View Full Version : Depth sorting polys!
Is there a fast + accurate method to depth sort transparent polys if I donīt have the center of the poly?
The actual sorting is no prob I do it with qsort()....
What I need to know is how to calc the distance between the player and the poly.
I tried it with the plane equation but this dosnīt work in some cases(You can be infinetly far away of the poly but still be very near to itīs plane).
P.s.: I did a search already but I dinīt find what I wanted.
Thanx in advance, XBTC!
[This message has been edited by XBCT (edited 01-26-2001).]
I tried it with the following method now:
I calculate the average of the distances between the player and the polyīs vertices.
This gives me correct results, but I think itīs a waste of processing power....There has to be a faster solution....
Thanx in advance, XBTC!
01-26-2001, 04:38 AM
Are the polygons static or dynamic? If they are static you could easily solve it with a BSP tree.
01-26-2001, 05:06 AM
You could also calculate the distance from the player to all the vertices of the polygon and use the shortest one (which shows the minimum distance between player and polygon).
Just an "optimization" :
U can use bounding "things" (these days there are lot of bounding shapes around! http://www.opengl.org/discussion_boards/ubb/biggrin.gif )
and just calculate the distance between the nearest bounding vertex or the bounding center.
Maybe what I'm saying is useless...
I think if you want to sort polys correctly, you should test sorting using the projected Z coord of the closets vertex of the object, rather than the distance, so you get correct sorting when objects are in the corners of the screen.
01-26-2001, 01:20 PM
Actually, getting the correct distance of a vertex from the near culling plane is easy to implement, more correct for opengl and faster to accomplish than sqrt( x*x+y*y+z*z ).
You have the unit normal vector of the near plane, a point which lies on the near plane. Then the distance is d=(p-q)*n. (Or was it q-p?) Where q is the point on the plane, p the vertex to test and n the unit normal.
01-26-2001, 01:28 PM
And you're saying that the resultant 'd' variable would be a vertex? So how do you descern the distance from the vertex? Is the resultant vertex an un-normalized vector or something? What do you do with it once you have it? If you're supposed to then find the length of it, then you havn't saved any CPU at all because you'd have to do a sqrt(x^2+y^2+z^2) anyway. However, I'm sure this isn't what you mean. Please explain as this sounds very interesting. Thanks!
01-26-2001, 01:36 PM
No, since p, q and n are vectors (or more correctly, p and q are the place-vectors of points P and Q), the result of the multiplication (in german we call this vector product Skalarprodukt) of two vectors is a scalar. A simple float for example. A simple value for a simple distance.
To get it sorted out:
a*b = a1*b1+a2*b2+a3*b3
Where a and b are vectors of the room R3 I think it is called.
If you divide this product by the product of the lengths of a and b, you'll get the cosine of the (smallest!) angle between these two vectors btw...

▶ TO BE DONE:
(a) For each statement, say yes or no as to whether the depth-sorting thread supports it, quoting the words that decide it: (i) the original poster already handles the sorting itself with qsort(); (ii) one reply recommends a BSP tree for polygons that are dynamic; (iii) averaging the distances to the vertices gave incorrect results.
(b) Duplicate the passage of the depth-sorting thread between "I think if you" and "the unit normal.", inclusive.
The entries that come next have no connection to the depth-sorting thread.

(Source records)

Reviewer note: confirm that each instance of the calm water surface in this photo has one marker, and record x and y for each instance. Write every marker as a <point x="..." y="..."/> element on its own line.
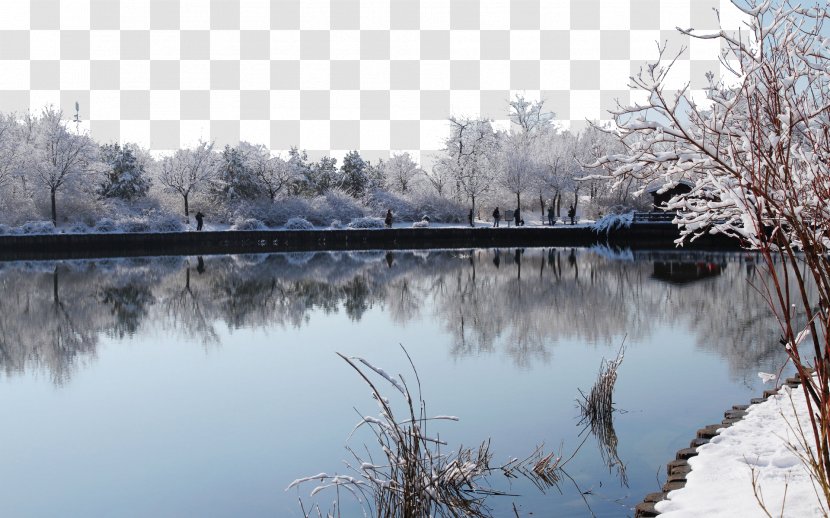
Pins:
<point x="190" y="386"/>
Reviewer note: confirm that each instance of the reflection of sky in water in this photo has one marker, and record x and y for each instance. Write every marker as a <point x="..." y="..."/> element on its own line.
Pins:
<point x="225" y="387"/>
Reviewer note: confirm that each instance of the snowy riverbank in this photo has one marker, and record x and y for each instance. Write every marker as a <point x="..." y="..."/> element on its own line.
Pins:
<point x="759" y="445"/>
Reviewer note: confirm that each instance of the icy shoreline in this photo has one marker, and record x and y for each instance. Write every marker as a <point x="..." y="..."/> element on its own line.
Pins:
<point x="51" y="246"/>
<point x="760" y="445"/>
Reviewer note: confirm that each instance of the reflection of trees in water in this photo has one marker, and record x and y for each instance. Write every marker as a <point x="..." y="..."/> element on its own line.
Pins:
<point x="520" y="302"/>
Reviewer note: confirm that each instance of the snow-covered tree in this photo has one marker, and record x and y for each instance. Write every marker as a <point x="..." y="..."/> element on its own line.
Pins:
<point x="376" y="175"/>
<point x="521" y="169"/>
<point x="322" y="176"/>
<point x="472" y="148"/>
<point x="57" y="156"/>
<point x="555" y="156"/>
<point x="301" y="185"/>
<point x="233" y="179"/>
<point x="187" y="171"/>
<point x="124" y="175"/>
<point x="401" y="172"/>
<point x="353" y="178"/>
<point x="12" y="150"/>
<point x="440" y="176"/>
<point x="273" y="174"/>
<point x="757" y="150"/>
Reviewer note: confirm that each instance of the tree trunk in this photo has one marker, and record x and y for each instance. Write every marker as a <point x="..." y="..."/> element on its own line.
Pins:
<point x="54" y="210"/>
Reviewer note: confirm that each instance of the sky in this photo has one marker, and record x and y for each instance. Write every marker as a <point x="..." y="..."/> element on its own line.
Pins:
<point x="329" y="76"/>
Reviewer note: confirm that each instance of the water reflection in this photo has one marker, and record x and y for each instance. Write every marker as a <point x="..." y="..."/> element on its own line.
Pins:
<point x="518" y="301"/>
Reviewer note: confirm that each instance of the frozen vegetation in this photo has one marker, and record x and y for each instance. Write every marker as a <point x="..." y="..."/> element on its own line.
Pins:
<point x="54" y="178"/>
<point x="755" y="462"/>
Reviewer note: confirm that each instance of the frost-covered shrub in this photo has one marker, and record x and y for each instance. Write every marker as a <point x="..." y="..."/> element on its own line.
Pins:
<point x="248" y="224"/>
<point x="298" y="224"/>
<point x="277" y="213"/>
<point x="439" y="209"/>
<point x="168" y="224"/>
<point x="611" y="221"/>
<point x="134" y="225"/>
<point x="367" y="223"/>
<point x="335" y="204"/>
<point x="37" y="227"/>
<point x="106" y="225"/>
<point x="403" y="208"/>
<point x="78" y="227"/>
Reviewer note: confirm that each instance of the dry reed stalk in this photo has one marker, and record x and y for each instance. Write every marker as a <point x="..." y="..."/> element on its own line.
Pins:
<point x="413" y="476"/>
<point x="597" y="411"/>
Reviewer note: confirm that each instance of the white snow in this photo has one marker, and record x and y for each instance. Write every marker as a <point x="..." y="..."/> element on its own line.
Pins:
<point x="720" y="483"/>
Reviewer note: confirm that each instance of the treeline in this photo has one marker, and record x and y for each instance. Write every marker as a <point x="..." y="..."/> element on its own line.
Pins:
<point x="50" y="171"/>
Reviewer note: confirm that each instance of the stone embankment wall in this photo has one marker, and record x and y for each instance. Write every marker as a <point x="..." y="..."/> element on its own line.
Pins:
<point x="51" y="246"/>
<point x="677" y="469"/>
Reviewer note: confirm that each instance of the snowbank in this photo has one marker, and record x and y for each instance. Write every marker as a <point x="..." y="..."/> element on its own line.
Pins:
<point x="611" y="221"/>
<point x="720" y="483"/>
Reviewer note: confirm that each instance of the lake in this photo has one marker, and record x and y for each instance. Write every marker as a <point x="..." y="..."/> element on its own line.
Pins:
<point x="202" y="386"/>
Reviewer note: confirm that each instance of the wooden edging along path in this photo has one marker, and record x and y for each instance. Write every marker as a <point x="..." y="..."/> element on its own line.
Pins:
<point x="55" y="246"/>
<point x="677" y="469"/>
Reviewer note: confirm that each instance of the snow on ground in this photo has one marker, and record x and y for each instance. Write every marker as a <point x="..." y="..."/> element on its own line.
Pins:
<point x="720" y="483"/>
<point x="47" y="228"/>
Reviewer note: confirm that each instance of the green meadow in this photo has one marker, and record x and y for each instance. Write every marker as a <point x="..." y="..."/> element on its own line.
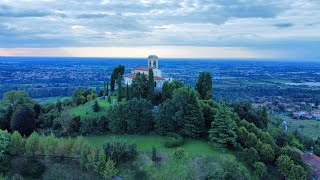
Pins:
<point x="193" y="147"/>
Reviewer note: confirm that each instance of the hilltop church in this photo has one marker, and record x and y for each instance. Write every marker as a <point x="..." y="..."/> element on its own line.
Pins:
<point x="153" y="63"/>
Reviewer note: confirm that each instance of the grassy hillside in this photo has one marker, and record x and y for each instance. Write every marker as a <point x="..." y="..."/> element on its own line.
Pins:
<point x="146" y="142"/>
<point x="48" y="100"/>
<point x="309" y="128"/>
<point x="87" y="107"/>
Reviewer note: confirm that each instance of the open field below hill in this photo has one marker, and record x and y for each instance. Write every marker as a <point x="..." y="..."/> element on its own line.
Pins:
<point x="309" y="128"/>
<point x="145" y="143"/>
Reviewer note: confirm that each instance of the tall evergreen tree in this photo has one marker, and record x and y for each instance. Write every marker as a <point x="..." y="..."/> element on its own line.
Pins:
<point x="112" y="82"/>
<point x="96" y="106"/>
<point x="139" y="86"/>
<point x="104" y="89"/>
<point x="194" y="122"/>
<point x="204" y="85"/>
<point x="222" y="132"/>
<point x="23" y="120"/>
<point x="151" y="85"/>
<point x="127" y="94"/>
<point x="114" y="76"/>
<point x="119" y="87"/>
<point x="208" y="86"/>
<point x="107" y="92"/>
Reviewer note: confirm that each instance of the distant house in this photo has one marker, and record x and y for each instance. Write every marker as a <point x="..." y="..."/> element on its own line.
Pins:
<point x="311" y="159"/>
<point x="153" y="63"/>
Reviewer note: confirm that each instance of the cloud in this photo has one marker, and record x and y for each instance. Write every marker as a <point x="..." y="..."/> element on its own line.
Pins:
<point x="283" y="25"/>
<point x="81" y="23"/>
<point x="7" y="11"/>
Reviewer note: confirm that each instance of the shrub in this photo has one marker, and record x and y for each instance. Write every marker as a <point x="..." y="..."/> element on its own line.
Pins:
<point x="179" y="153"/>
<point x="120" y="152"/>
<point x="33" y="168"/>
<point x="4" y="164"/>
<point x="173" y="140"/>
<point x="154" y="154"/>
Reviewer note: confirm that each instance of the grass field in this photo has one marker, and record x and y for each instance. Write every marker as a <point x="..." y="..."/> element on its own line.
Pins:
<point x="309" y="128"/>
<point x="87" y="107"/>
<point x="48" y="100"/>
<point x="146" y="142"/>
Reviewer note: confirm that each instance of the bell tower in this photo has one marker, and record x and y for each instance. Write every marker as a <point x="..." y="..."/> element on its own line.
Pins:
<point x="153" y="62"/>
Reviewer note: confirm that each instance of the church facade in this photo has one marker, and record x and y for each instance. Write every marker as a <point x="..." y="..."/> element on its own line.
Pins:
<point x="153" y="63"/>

...

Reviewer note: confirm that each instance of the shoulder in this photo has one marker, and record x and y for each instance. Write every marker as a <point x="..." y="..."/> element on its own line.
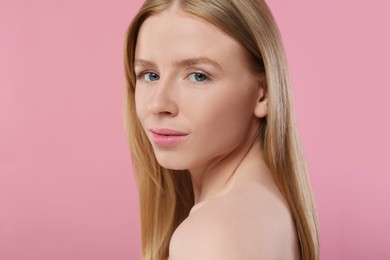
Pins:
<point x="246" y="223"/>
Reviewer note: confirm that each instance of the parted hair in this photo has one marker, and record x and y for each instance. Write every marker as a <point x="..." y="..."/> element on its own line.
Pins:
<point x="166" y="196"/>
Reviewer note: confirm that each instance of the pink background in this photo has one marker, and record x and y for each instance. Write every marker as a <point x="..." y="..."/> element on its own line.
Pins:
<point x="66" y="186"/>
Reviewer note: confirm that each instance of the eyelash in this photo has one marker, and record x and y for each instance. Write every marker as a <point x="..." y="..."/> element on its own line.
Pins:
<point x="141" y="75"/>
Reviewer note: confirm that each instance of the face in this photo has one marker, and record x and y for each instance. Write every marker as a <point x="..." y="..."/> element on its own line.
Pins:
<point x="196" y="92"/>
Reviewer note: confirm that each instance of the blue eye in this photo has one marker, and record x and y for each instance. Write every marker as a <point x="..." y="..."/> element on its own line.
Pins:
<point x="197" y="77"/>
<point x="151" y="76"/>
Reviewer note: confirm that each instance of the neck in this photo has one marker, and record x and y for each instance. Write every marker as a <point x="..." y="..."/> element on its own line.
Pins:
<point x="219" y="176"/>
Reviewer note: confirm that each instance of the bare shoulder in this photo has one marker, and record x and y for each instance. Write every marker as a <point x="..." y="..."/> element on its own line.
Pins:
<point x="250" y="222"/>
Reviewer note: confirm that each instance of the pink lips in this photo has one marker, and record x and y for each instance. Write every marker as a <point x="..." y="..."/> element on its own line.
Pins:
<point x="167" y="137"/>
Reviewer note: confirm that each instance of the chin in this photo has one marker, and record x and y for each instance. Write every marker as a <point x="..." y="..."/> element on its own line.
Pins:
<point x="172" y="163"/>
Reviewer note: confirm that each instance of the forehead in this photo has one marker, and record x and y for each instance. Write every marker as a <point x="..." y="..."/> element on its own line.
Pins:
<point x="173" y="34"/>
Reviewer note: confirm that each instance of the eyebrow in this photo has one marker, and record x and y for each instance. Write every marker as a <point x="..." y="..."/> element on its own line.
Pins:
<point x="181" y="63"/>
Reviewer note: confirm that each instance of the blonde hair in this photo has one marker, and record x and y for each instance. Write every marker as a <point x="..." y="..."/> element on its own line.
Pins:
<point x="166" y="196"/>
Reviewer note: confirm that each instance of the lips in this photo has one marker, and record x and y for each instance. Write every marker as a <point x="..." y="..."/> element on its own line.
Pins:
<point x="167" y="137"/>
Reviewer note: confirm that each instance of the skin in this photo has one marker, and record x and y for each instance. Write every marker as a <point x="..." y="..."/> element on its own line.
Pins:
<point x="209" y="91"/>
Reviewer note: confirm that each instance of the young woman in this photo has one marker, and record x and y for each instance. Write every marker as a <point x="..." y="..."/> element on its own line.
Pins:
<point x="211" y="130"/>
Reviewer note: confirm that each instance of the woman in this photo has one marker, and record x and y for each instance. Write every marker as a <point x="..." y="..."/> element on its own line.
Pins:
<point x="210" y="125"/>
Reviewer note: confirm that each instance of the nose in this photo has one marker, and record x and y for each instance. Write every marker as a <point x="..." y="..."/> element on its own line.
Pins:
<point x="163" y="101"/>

--

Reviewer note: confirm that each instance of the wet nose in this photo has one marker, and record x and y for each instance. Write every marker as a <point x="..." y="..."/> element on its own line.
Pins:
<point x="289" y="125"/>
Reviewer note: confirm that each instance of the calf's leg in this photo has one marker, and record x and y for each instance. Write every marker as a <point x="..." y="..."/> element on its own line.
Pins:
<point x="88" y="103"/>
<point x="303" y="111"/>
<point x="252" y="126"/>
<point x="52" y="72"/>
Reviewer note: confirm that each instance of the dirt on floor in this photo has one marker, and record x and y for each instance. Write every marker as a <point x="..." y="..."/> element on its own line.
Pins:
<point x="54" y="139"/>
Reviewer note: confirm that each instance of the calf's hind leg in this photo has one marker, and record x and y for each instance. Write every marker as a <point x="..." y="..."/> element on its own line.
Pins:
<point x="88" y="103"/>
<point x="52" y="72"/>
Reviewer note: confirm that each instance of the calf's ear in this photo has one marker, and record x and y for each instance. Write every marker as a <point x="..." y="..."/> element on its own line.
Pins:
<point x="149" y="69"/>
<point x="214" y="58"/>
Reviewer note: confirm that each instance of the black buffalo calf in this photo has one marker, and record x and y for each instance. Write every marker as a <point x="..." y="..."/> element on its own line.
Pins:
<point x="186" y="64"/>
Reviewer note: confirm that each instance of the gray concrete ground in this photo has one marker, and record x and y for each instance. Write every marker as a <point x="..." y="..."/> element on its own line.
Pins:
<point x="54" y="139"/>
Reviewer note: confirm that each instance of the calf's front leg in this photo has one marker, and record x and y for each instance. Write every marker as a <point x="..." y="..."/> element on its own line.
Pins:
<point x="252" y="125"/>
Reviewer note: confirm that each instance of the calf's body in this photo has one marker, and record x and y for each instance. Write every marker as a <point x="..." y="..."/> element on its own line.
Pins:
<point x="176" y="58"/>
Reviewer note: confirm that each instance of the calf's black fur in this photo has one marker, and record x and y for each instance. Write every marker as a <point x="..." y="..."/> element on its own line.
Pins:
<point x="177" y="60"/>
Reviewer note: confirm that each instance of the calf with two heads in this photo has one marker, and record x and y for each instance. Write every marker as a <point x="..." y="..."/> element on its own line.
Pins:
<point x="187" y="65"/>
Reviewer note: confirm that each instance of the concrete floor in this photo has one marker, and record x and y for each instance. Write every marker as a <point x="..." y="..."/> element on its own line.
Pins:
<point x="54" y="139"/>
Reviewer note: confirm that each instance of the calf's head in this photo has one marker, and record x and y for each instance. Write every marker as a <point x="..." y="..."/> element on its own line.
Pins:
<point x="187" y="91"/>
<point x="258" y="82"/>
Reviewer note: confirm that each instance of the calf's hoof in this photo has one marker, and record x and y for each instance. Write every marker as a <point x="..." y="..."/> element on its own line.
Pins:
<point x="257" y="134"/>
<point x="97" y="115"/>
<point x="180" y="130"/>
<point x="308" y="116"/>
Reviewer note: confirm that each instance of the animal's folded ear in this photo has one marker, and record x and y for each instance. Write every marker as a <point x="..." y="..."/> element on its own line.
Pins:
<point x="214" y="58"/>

▶ PROBLEM SOLUTIONS:
(a)
(i) Yes: "The actual sorting is no prob I do it with qsort()...."
(ii) No: "If they are static you could easily solve it with a BSP tree."
(iii) No: "This gives me correct results"

(b)
I think if you want to sort polys correctly, you should test sorting using the projected Z coord of the closets vertex of the object, rather than the distance, so you get correct sorting when objects are in the corners of the screen.
01-26-2001, 01:20 PM
Actually, getting the correct distance of a vertex from the near culling plane is easy to implement, more correct for opengl and faster to accomplish than sqrt( x*x+y*y+z*z ).
You have the unit normal vector of the near plane, a point which lies on the near plane. Then the distance is d=(p-q)*n. (Or was it q-p?) Where q is the point on the plane, p the vertex to test and n the unit normal.